● **SET TASK A**
Translate this sentence from the collection of jokes below into Spanish: "Why do preachers call them sermons and not Godcasts?"
● **SET TASK B**
From the collection of jokes below, repeat word for word the passage that opens with the words containing "Look… don’t end" and closes with "dogs all day.".
● **SET TASK C**
List every passage in the collection of jokes below that is enclosed in square brackets or asterisks.
─── PAGE EXTRACT ───
Look… don’t end your presentation with “Are there any questions?” & then get all pissy when I ask if you can ride a unicycle.
I convinced my spouse we needed more “security” but mostly I wanted a video doorbell on our backdoor so I could watch live streams of our dogs all day.
*performs sax solo*
Whoops, typo.
*performs sex, solo*
What is it about a freshly scrubbed toilet that activates my bowels!?
SWAT: give up the hostages
RICK ASTLEY[holding a gun to my head]: you know I can’t do that
Why do preachers call them sermons and not Godcasts?
But what if it’s actually three trench coats disguised as a guy in a trench coat?
“i don’t think people should get murdered” have you considered people are the number one cause of murder in the world? so you support murderers???
Me: [Making an alarmingly bad decision after making a lot of good choices for a while] treat yourself
[Every restaurant ever]
Manager: “Has he got a mouthful of food?”
─── DATASET EXTRACT ───
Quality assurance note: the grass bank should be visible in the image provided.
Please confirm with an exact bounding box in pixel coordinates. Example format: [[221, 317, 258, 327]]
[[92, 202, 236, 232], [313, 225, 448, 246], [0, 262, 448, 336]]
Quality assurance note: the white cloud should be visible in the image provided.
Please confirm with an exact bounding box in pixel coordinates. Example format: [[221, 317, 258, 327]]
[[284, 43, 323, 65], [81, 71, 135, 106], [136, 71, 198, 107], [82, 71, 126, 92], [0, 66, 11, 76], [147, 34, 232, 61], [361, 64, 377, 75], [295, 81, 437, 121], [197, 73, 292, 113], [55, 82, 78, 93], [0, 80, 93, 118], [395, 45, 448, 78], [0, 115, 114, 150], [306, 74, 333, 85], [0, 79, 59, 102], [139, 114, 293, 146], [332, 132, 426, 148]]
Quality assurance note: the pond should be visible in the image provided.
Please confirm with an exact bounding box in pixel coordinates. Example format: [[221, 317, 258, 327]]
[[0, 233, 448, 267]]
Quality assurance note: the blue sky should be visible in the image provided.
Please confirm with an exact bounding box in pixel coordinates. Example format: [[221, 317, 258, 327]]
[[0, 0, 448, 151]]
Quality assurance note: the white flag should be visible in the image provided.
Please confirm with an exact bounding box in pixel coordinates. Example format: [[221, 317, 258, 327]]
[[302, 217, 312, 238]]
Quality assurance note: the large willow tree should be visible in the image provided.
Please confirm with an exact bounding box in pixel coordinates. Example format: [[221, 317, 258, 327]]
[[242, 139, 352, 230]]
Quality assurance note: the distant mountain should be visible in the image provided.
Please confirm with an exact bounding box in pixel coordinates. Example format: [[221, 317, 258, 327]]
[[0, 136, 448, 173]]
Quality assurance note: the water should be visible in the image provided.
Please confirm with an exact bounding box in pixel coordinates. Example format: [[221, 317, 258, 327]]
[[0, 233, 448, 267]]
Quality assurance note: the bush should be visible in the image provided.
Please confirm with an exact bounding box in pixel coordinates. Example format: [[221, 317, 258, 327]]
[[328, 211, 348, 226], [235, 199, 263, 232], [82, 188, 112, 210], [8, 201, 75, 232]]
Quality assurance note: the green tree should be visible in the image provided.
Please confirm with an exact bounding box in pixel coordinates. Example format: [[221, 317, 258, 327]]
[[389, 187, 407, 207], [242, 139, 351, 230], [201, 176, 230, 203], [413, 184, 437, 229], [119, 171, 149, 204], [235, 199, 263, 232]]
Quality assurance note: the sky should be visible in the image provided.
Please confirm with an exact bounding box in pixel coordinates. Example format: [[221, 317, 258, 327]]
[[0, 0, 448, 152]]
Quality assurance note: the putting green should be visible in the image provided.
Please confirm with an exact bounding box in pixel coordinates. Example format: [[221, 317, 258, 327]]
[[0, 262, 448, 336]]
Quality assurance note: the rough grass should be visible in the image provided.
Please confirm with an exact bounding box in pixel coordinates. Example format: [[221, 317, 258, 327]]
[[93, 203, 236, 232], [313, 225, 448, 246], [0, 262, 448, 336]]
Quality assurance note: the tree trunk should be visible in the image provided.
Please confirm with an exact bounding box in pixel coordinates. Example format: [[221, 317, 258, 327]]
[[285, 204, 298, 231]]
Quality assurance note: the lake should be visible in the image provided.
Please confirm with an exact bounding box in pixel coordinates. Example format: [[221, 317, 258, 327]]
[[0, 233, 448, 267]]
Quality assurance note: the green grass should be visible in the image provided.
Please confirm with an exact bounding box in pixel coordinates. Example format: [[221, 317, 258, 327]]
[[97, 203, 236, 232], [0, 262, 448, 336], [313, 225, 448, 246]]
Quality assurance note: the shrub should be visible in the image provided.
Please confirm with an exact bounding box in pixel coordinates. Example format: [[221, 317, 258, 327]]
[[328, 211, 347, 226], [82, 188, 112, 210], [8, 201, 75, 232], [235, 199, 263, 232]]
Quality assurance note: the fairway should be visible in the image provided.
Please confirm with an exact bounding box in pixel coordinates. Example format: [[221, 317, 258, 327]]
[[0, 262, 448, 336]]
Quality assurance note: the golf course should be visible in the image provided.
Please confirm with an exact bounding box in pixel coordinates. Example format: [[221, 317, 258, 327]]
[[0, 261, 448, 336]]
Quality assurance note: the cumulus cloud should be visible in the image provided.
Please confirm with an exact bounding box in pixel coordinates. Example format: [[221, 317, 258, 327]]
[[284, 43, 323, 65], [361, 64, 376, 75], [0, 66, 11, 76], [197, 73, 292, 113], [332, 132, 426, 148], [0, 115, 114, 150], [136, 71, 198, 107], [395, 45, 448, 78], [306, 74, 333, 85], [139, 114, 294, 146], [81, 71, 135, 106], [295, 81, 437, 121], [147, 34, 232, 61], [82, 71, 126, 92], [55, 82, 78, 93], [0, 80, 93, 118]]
───
─── DATASET EXTRACT ───
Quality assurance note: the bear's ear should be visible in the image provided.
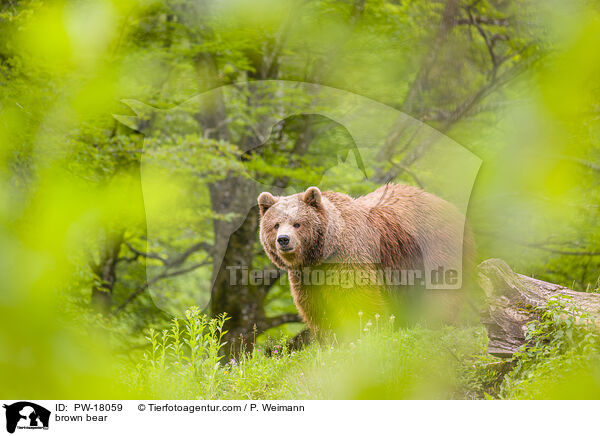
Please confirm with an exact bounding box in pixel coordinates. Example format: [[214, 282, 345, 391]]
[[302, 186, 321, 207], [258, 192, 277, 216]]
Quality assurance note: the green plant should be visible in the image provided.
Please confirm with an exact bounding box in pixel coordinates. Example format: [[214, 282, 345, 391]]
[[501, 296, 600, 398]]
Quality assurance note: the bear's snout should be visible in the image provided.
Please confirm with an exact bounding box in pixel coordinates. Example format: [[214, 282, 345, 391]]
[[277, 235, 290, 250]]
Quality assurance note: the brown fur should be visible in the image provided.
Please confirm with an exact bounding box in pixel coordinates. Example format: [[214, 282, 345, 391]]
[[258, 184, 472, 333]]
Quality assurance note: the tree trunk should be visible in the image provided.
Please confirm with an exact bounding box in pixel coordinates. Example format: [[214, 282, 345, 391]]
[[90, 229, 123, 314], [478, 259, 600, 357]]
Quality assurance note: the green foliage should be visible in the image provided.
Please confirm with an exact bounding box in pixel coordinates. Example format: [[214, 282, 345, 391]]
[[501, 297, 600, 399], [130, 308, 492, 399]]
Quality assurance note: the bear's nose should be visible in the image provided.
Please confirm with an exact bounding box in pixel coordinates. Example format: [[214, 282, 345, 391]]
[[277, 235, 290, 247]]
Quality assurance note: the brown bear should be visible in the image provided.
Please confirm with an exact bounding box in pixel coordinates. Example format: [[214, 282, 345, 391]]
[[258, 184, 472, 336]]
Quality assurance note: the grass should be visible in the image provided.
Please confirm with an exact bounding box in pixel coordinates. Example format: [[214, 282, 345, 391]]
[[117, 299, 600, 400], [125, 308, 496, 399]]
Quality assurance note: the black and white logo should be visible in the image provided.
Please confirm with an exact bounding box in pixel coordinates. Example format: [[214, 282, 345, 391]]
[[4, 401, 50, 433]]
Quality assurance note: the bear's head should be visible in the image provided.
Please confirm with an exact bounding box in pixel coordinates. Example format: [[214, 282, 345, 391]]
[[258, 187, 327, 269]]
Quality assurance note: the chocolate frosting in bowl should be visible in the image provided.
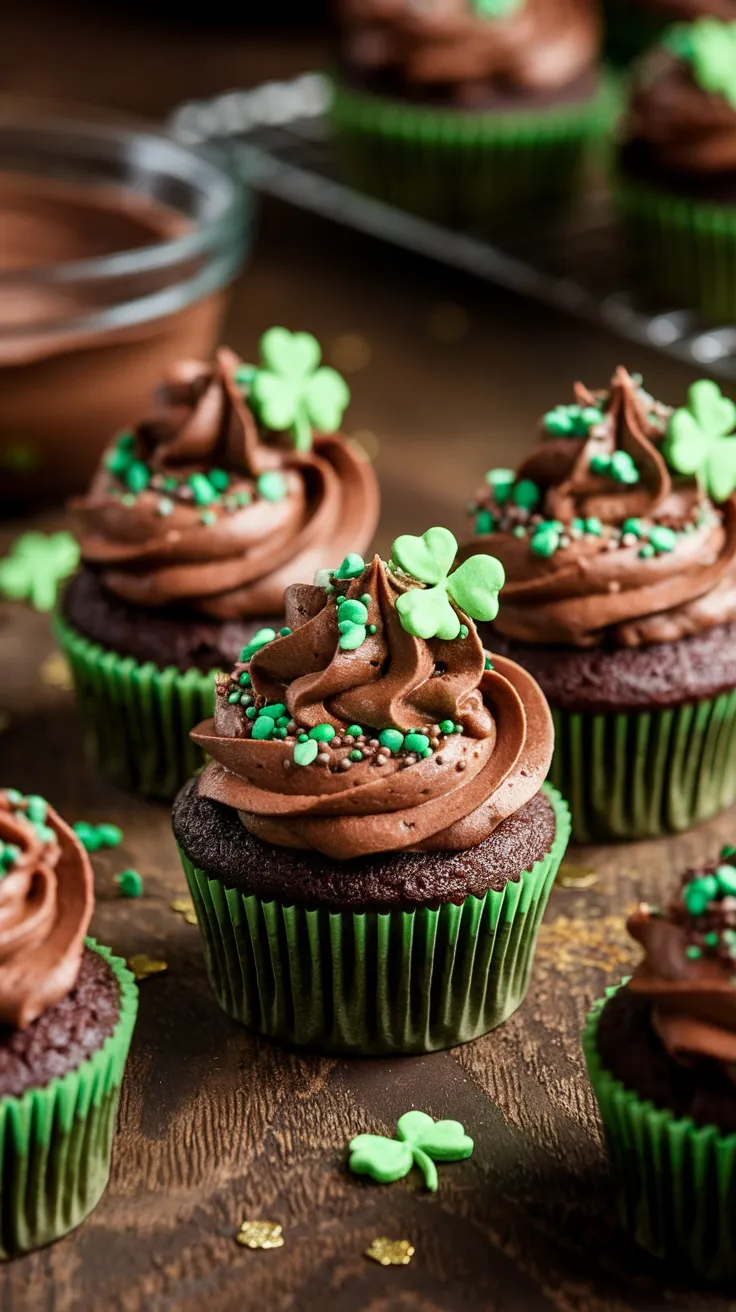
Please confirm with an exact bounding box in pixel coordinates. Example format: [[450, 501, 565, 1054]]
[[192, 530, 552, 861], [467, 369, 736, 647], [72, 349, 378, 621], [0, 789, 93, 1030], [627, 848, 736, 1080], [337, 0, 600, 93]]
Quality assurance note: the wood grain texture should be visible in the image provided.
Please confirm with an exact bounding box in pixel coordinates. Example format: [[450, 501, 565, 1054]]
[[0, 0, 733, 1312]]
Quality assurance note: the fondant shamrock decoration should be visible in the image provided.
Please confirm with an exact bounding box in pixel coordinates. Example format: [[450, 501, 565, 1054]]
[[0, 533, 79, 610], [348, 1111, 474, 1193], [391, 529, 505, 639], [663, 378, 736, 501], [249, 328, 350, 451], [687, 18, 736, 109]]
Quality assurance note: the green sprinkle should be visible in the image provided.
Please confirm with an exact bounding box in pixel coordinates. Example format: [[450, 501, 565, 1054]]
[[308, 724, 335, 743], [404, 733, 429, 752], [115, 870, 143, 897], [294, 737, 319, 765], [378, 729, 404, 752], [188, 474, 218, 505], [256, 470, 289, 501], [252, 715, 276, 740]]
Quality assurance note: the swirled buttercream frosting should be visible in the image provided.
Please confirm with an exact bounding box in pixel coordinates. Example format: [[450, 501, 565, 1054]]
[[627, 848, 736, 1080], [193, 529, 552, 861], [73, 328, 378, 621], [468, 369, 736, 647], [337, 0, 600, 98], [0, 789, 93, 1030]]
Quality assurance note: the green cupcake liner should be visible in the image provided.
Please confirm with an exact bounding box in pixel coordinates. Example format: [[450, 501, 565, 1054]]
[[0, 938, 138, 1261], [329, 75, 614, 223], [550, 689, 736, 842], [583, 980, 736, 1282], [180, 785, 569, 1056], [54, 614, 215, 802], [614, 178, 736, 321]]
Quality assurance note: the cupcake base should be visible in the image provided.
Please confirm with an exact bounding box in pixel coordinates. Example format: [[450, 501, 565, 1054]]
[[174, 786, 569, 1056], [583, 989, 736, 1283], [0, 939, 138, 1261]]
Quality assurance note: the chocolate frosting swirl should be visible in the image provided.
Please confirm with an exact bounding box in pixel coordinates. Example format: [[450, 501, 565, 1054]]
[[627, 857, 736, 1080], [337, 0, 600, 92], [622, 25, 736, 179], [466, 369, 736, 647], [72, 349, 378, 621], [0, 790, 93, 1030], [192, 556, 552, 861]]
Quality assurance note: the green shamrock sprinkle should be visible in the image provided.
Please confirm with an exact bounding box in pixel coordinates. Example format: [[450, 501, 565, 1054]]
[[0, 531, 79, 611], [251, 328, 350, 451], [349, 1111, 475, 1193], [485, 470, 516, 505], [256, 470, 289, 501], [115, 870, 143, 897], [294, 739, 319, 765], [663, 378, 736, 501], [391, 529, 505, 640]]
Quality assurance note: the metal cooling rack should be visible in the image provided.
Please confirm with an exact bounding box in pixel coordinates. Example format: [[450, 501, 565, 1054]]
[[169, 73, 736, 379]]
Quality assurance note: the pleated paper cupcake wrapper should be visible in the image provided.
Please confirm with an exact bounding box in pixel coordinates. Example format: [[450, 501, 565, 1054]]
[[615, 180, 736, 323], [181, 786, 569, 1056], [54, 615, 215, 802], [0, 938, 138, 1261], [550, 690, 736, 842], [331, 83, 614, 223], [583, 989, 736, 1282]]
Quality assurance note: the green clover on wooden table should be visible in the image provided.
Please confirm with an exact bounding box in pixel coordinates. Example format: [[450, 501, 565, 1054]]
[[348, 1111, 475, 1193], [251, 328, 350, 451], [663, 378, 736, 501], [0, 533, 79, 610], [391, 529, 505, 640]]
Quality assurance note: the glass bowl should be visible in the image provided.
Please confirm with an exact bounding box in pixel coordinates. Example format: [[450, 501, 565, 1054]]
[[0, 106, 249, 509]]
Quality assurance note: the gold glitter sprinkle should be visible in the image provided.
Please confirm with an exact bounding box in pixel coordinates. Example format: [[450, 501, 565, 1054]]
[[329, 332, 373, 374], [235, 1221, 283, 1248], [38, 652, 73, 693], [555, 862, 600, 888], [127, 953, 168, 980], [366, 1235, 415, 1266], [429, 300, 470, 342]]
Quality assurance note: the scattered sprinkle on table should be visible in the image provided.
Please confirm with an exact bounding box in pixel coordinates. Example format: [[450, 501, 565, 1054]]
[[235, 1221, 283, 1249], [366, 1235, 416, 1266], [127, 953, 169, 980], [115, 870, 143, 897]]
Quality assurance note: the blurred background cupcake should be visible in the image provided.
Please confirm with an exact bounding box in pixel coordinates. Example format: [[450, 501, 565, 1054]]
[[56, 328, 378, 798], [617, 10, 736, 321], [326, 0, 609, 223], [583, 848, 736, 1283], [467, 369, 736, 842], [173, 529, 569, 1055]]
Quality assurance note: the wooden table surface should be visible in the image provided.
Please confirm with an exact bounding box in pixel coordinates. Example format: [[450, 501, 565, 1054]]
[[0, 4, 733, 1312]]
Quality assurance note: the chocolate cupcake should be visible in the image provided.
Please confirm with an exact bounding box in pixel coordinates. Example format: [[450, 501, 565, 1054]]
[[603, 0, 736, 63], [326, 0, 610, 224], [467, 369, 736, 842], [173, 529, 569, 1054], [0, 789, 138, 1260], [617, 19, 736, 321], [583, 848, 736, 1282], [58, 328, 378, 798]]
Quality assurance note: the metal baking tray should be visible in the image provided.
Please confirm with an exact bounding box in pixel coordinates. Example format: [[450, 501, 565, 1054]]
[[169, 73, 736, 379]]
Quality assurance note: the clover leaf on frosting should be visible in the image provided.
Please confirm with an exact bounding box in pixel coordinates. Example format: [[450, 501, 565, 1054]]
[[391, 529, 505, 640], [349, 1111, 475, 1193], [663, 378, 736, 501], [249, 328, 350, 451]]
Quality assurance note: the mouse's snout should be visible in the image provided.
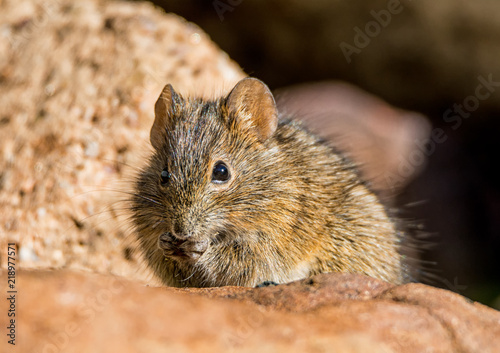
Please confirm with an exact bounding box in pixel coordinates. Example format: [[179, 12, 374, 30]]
───
● **COMPLETE RESPONSE A**
¿Por qué los predicadores los llaman sermones y no Godcasts?

● **COMPLETE RESPONSE B**
Look… don’t end your presentation with “Are there any questions?” & then get all pissy when I ask if you can ride a unicycle.
I convinced my spouse we needed more “security” but mostly I wanted a video doorbell on our backdoor so I could watch live streams of our dogs all day.

● **COMPLETE RESPONSE C**
- *performs sax solo*
- *performs sex, solo*
- [holding a gun to my head]
- [Making an alarmingly bad decision after making a lot of good choices for a while]
- [Every restaurant ever]